GOAL OF THE EXERCISE: Rewrite the material starting at the beginning and ending at the line that contains "box: [57, 140, 74, 166]", replacing "rough mask" with "coarse mask" and keeping everything else unchanged. Leave the pictures out of your answer.

[[ SOURCE MATERIAL open ]]

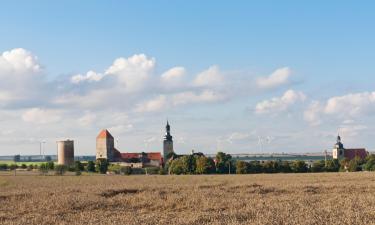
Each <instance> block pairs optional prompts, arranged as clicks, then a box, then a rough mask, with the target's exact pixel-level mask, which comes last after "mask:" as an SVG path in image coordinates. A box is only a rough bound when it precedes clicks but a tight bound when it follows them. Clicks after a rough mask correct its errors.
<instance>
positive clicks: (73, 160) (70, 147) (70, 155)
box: [57, 140, 74, 166]
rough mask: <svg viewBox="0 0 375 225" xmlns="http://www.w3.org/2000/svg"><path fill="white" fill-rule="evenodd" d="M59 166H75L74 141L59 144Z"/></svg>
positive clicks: (64, 141) (57, 145) (63, 142)
mask: <svg viewBox="0 0 375 225" xmlns="http://www.w3.org/2000/svg"><path fill="white" fill-rule="evenodd" d="M57 156H58V157H57V164H59V165H65V166H69V165H72V164H74V141H73V140H65V141H58V142H57Z"/></svg>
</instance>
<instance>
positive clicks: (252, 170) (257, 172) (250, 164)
mask: <svg viewBox="0 0 375 225" xmlns="http://www.w3.org/2000/svg"><path fill="white" fill-rule="evenodd" d="M247 171H248V173H261V172H262V165H261V164H260V162H259V161H251V162H249V165H248V170H247Z"/></svg>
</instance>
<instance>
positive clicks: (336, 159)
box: [324, 159, 340, 172]
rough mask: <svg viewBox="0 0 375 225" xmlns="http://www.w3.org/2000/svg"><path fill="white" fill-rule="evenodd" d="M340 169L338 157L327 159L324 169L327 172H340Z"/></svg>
mask: <svg viewBox="0 0 375 225" xmlns="http://www.w3.org/2000/svg"><path fill="white" fill-rule="evenodd" d="M339 169H340V164H339V161H338V160H337V159H331V160H327V162H326V163H325V167H324V170H325V171H326V172H338V171H339Z"/></svg>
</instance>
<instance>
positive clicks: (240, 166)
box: [167, 152, 375, 174]
mask: <svg viewBox="0 0 375 225" xmlns="http://www.w3.org/2000/svg"><path fill="white" fill-rule="evenodd" d="M167 169H168V172H169V173H170V174H233V173H236V174H251V173H307V172H339V171H349V172H355V171H362V170H366V171H375V155H369V156H368V157H367V158H366V159H364V160H362V159H360V158H359V157H356V158H354V159H352V160H347V159H344V160H341V161H338V160H336V159H330V160H327V161H325V160H320V161H315V162H313V163H312V165H308V164H307V163H306V162H305V161H302V160H295V161H282V160H273V161H250V162H247V161H241V160H234V159H233V158H232V156H231V155H230V154H226V153H224V152H218V153H217V154H216V157H215V158H214V159H212V158H208V157H206V156H204V155H203V154H199V155H194V154H193V155H185V156H180V157H178V156H177V157H176V156H175V159H173V160H171V161H169V162H168V163H167Z"/></svg>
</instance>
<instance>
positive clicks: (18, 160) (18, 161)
mask: <svg viewBox="0 0 375 225" xmlns="http://www.w3.org/2000/svg"><path fill="white" fill-rule="evenodd" d="M13 161H14V162H19V161H21V156H20V155H15V156H14V157H13Z"/></svg>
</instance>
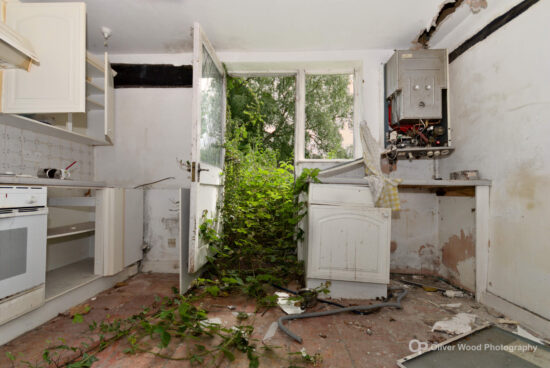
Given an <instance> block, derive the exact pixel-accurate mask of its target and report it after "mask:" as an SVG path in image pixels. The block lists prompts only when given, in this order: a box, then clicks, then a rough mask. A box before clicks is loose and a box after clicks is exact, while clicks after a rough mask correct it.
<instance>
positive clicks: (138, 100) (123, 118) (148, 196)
mask: <svg viewBox="0 0 550 368" xmlns="http://www.w3.org/2000/svg"><path fill="white" fill-rule="evenodd" d="M112 59H113V60H115V61H116V62H124V63H167V62H168V63H174V64H181V63H185V62H186V61H188V60H187V58H186V56H185V55H183V56H182V55H180V56H178V57H174V56H169V55H167V56H166V57H163V56H162V55H157V56H155V57H153V56H147V57H146V56H140V57H138V56H135V55H130V56H127V57H126V56H121V55H118V56H114V57H113V58H112ZM191 100H192V88H119V89H116V90H115V101H116V121H117V125H116V134H115V142H114V143H115V144H114V145H113V146H109V147H96V148H95V150H94V151H95V162H96V163H100V164H96V167H95V175H96V177H95V179H96V180H101V181H107V182H109V183H112V184H113V185H117V186H123V187H127V188H133V187H135V186H138V185H142V184H145V183H150V182H153V181H156V180H159V179H163V178H171V179H168V180H165V181H162V182H159V183H156V184H153V185H148V186H145V187H144V188H143V189H144V246H145V247H146V248H147V250H148V251H147V253H146V254H145V257H144V262H143V270H144V271H154V272H179V237H180V234H179V211H178V208H179V206H178V203H179V202H178V201H179V188H189V187H190V185H191V183H190V178H189V174H188V172H187V171H185V170H182V169H181V168H180V166H179V164H178V162H177V159H180V160H183V161H186V160H189V159H190V154H191V152H190V149H189V147H190V146H191V137H190V135H189V130H190V129H189V127H190V126H191V114H190V113H189V111H191Z"/></svg>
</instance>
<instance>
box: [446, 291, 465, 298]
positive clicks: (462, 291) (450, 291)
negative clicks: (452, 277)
mask: <svg viewBox="0 0 550 368" xmlns="http://www.w3.org/2000/svg"><path fill="white" fill-rule="evenodd" d="M444 295H445V296H446V297H449V298H462V297H464V292H463V291H457V290H445V294H444Z"/></svg>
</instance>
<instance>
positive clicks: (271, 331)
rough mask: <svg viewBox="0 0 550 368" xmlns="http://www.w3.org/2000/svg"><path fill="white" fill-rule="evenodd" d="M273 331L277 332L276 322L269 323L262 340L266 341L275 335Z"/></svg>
mask: <svg viewBox="0 0 550 368" xmlns="http://www.w3.org/2000/svg"><path fill="white" fill-rule="evenodd" d="M275 332H277V322H273V323H272V324H270V325H269V328H268V329H267V331H266V333H265V335H264V338H263V339H262V341H268V340H269V339H271V338H272V337H273V336H275Z"/></svg>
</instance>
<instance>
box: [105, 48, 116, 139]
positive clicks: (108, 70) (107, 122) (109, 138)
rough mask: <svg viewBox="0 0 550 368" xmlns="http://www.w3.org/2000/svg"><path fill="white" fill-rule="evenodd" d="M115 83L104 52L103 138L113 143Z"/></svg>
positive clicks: (110, 67)
mask: <svg viewBox="0 0 550 368" xmlns="http://www.w3.org/2000/svg"><path fill="white" fill-rule="evenodd" d="M114 88H115V83H114V78H113V71H112V69H111V63H110V62H109V55H108V54H107V53H105V139H106V140H108V141H109V142H110V143H115V141H114V140H115V90H114Z"/></svg>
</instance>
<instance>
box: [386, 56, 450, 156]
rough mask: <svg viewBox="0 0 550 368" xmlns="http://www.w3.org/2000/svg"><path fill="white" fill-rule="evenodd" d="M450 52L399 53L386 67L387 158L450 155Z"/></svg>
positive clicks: (386, 114) (386, 131) (386, 134)
mask: <svg viewBox="0 0 550 368" xmlns="http://www.w3.org/2000/svg"><path fill="white" fill-rule="evenodd" d="M447 65H448V57H447V50H444V49H437V50H428V49H421V50H398V51H395V53H394V54H393V56H392V57H391V58H390V60H388V62H387V63H386V65H385V69H384V74H385V114H384V115H385V123H384V133H385V147H386V151H385V155H386V156H387V157H388V159H389V160H390V162H395V161H396V160H397V159H399V158H408V159H421V158H437V157H440V156H446V155H448V154H450V153H451V151H452V148H451V134H450V120H449V115H448V94H447V89H448V80H447Z"/></svg>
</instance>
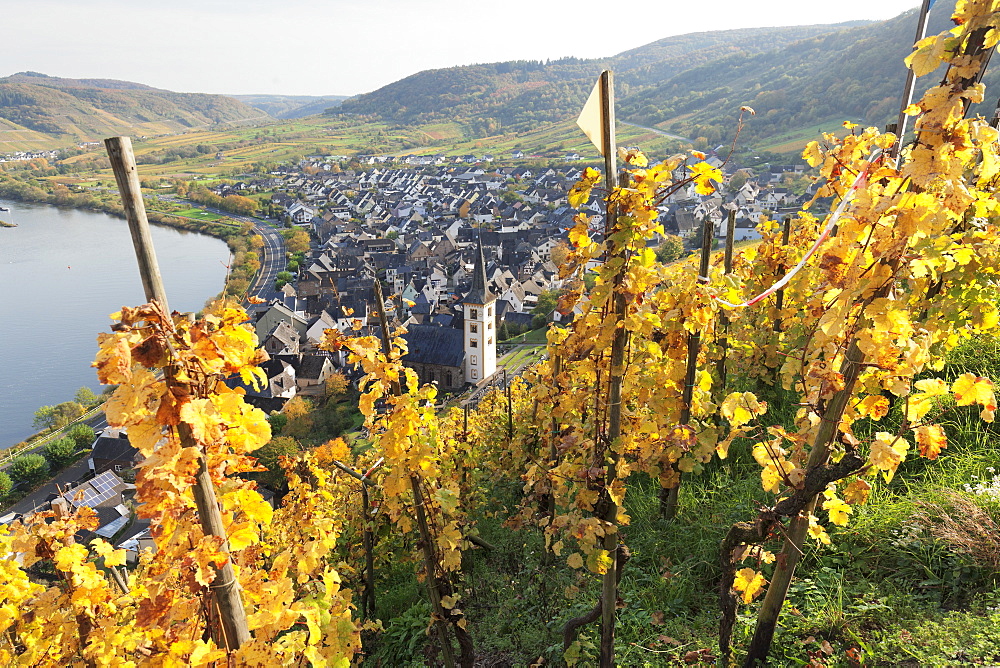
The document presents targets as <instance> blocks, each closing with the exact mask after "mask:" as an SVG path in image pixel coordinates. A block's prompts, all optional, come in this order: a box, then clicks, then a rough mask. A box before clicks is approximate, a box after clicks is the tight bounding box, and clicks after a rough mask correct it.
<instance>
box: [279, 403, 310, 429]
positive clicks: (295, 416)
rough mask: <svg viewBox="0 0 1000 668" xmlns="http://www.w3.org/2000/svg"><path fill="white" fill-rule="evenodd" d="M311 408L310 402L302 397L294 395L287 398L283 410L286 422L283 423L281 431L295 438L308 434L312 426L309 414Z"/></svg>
mask: <svg viewBox="0 0 1000 668" xmlns="http://www.w3.org/2000/svg"><path fill="white" fill-rule="evenodd" d="M312 409H313V405H312V402H311V401H309V400H308V399H305V398H304V397H300V396H294V397H292V398H291V399H289V400H288V403H287V404H285V410H284V411H283V412H284V414H285V416H286V417H287V418H288V423H287V424H285V428H284V429H283V430H282V433H283V434H287V435H288V436H293V437H295V438H305V437H306V436H308V435H309V432H310V431H311V430H312V426H313V419H312V416H310V415H309V414H310V413H311V412H312Z"/></svg>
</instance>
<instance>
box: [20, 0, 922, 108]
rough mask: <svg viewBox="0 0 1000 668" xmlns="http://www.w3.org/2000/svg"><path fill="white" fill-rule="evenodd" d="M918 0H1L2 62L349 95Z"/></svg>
mask: <svg viewBox="0 0 1000 668" xmlns="http://www.w3.org/2000/svg"><path fill="white" fill-rule="evenodd" d="M918 4H919V2H918V0H839V1H838V2H813V1H811V0H758V1H757V2H751V1H750V0H742V1H738V0H701V1H696V2H691V1H690V0H683V1H682V0H660V1H659V2H597V1H596V0H577V1H575V2H568V1H564V0H267V1H265V0H158V1H157V0H128V1H126V0H24V1H17V2H15V1H14V0H4V1H3V2H2V3H0V7H2V12H0V16H2V21H3V26H2V28H0V48H2V54H3V55H2V56H0V63H2V67H3V68H4V70H5V71H2V70H0V76H5V75H7V74H13V73H14V72H20V71H25V70H32V71H36V72H43V73H45V74H50V75H53V76H63V77H73V78H109V79H125V80H128V81H137V82H140V83H145V84H149V85H151V86H155V87H158V88H166V89H169V90H175V91H182V92H198V93H230V94H239V93H273V94H286V95H353V94H355V93H363V92H367V91H371V90H374V89H376V88H378V87H380V86H383V85H385V84H387V83H391V82H392V81H396V80H397V79H401V78H402V77H405V76H407V75H409V74H413V73H415V72H419V71H420V70H424V69H430V68H437V67H449V66H452V65H466V64H470V63H484V62H496V61H503V60H515V59H533V60H544V59H547V58H549V59H556V58H561V57H564V56H577V57H581V58H593V57H602V56H611V55H614V54H616V53H619V52H621V51H625V50H628V49H631V48H634V47H637V46H641V45H643V44H648V43H649V42H653V41H655V40H657V39H661V38H663V37H668V36H670V35H680V34H684V33H689V32H701V31H706V30H724V29H730V28H745V27H758V26H777V25H803V24H814V23H839V22H842V21H851V20H856V19H886V18H891V17H893V16H896V15H898V14H900V13H901V12H903V11H905V10H907V9H909V8H911V7H916V6H917V5H918Z"/></svg>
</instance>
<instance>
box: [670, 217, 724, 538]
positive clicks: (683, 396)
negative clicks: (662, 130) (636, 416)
mask: <svg viewBox="0 0 1000 668" xmlns="http://www.w3.org/2000/svg"><path fill="white" fill-rule="evenodd" d="M714 237H715V225H713V224H712V221H710V220H709V219H708V218H705V220H704V222H703V223H702V228H701V263H700V264H699V267H698V281H699V282H701V283H707V282H708V267H709V264H710V262H711V259H712V240H713V238H714ZM700 350H701V332H700V331H698V332H693V333H691V334H688V358H687V368H686V370H685V373H684V390H683V394H682V395H681V419H680V423H681V424H687V423H688V422H690V421H691V401H692V399H693V398H694V381H695V375H696V374H697V373H698V353H699V352H700ZM676 473H677V476H676V479H677V484H676V485H674V486H673V487H667V488H666V489H663V490H660V516H661V517H663V519H665V520H672V519H674V518H675V517H677V509H678V504H679V501H678V499H679V496H680V489H681V479H680V476H681V472H680V471H676Z"/></svg>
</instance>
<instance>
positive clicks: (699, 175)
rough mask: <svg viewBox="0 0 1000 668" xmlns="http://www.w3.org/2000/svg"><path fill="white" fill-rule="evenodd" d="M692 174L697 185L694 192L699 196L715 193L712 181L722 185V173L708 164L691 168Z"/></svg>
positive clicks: (696, 165) (706, 163)
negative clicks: (700, 195) (694, 191)
mask: <svg viewBox="0 0 1000 668" xmlns="http://www.w3.org/2000/svg"><path fill="white" fill-rule="evenodd" d="M691 173H692V177H693V178H694V183H695V188H694V191H695V192H696V193H698V194H699V195H711V194H712V193H714V192H715V186H713V185H712V181H715V182H716V183H722V171H721V170H719V169H718V168H716V167H712V166H711V165H710V164H708V163H707V162H699V163H698V164H696V165H695V166H694V167H692V168H691Z"/></svg>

[[ SOURCE MATERIAL closed ]]

TASK ANSWER:
Each <instance> block pairs optional prompts, arranged as clicks, then a box, then a coarse mask, with the target's exact pixel-level mask, which comes last after "mask:" as an SVG path in image coordinates. A box is only a rough bound when it precedes clicks but a tight bound when it follows them. Clicks after a coarse mask correct its errors.
<instance>
positive clicks: (73, 160) (70, 147) (70, 155)
box: [57, 140, 74, 166]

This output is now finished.